**Document segment:**

Hospital

            Saturday week, my dad was rushed to hospital. Doctors have given him less than 50 percent chance of pulling through. And yet, God bless him, he keeps fighting. One surgeon told us he had 24 hours to live. That was a week ago. They've probably never had a patient like my dad.
            Every day, my wife and I have gone to see him, and met up with my mum, sister and sister's husband. My wife has been a rock throughout this all, as has my brother-in-law. We've got to know the hospital like the backs of our hands, especially the Intensive Care Unit where my dad has been. We're racing through their disposable plastic aprons, lurid red or green, which you have to put on when entering the ward.
            My dad is there, hooked up to machines, tubes and wires everywhere. Mostly he sleeps, but occasionally he opens his eyes and sees us. He keeps reaching out to rip the tubes away in frustration. We talk to him, trying to stay upbeat. I've been on the lookout for funny stories in the papers. We remind him of home. We talk about football, cricket, gardening. The places which he loves. Anything which might give him the urge to fight. I must sound like an utter idiot.

**Available data:**
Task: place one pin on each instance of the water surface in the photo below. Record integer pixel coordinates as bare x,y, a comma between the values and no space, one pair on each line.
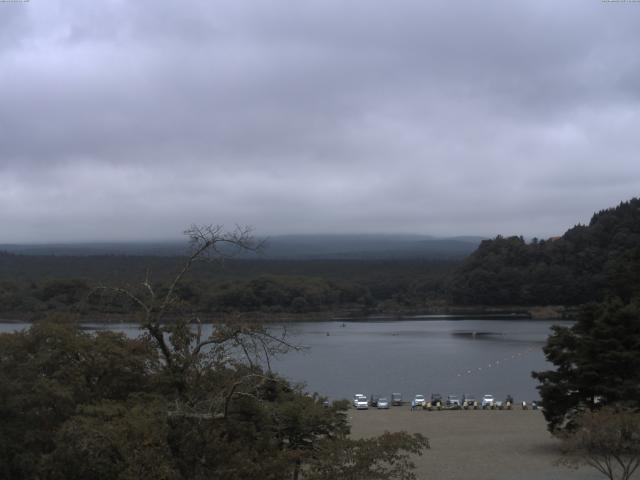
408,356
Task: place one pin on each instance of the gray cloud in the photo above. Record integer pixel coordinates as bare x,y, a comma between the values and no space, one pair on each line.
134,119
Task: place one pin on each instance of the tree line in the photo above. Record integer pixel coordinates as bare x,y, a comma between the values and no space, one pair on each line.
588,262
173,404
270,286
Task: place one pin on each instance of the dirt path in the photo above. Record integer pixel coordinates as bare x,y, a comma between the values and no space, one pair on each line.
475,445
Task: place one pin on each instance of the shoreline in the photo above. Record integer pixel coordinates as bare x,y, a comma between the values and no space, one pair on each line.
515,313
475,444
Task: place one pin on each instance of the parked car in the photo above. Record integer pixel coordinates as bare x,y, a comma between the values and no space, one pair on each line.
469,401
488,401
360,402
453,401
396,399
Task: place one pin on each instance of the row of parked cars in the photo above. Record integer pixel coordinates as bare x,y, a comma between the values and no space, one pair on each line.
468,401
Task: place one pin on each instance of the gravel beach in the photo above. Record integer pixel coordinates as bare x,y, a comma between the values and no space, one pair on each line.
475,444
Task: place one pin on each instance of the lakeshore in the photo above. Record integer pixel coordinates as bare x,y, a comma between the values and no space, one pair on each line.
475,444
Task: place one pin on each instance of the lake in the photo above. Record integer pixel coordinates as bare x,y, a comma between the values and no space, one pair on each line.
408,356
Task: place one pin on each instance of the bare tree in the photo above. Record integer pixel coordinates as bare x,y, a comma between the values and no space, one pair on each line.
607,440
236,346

==

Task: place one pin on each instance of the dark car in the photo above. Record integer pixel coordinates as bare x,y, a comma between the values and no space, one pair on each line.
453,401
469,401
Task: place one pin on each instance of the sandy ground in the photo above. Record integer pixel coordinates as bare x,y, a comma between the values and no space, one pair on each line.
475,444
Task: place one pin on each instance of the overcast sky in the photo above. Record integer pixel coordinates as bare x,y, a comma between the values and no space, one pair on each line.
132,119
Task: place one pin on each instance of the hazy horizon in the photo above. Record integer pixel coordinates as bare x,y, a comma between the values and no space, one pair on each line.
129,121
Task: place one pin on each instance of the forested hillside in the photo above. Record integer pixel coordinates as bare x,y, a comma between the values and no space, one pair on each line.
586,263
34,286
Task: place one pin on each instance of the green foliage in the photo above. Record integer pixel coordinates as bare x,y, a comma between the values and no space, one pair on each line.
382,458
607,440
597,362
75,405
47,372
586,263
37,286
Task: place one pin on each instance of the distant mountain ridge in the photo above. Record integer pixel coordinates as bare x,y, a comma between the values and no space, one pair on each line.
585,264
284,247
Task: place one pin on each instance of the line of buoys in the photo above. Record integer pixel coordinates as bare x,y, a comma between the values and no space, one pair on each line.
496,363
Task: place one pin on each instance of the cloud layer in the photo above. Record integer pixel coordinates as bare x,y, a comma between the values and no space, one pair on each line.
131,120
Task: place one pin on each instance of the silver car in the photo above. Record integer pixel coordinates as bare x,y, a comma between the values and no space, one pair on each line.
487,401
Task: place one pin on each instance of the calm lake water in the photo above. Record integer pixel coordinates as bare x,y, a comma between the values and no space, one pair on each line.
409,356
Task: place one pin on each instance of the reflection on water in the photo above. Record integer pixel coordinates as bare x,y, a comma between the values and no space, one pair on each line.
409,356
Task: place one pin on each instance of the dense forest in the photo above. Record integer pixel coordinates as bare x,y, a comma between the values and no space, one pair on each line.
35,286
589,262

---

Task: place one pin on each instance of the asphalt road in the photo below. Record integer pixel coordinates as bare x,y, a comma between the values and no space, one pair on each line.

**Activity list:**
A: According to the hospital text, what colors are the disposable plastic aprons worn on the ward?
B: Copy the hospital text from "Saturday week, my" to "entering the ward.", swapping "surgeon" for "consultant".

**Answers:**
A: Lurid red or green.

B:
Saturday week, my dad was rushed to hospital. Doctors have given him less than 50 percent chance of pulling through. And yet, God bless him, he keeps fighting. One consultant told us he had 24 hours to live. That was a week ago. They've probably never had a patient like my dad.
            Every day, my wife and I have gone to see him, and met up with my mum, sister and sister's husband. My wife has been a rock throughout this all, as has my brother-in-law. We've got to know the hospital like the backs of our hands, especially the Intensive Care Unit where my dad has been. We're racing through their disposable plastic aprons, lurid red or green, which you have to put on when entering the ward.